WORK TO COMPLETE = If a line in the entries includes "small", show that line.

TASK INPUTS =
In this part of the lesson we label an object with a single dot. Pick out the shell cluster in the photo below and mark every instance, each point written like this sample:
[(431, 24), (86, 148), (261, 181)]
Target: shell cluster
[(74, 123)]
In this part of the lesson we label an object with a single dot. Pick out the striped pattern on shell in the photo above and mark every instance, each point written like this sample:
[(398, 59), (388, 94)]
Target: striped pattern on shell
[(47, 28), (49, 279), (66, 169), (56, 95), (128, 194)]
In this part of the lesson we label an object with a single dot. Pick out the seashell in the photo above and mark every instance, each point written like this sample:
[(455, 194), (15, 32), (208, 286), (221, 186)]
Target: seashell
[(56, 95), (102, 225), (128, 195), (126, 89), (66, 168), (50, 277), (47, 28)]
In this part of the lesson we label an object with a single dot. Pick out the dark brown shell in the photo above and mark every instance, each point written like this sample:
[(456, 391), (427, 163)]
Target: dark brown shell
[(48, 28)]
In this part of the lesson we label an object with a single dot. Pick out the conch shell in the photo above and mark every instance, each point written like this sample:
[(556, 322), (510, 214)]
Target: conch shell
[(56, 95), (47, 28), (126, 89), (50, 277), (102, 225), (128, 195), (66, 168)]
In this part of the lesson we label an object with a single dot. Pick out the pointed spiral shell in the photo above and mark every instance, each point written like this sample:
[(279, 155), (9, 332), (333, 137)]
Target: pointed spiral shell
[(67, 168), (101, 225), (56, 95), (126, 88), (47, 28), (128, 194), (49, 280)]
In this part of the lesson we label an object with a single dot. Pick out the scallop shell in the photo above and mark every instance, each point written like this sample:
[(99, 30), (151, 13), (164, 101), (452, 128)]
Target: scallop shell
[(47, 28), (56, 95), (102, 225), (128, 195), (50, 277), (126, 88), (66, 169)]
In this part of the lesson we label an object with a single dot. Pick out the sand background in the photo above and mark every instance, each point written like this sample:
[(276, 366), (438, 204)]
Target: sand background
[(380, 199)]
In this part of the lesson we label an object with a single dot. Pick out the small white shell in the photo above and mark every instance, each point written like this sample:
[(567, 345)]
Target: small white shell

EXPECTED ANSWER =
In this part of the lesson we label an object with a single dot. Pick out the small white shell in the photo above and mark every instance, each point written like this sample:
Target: small white shell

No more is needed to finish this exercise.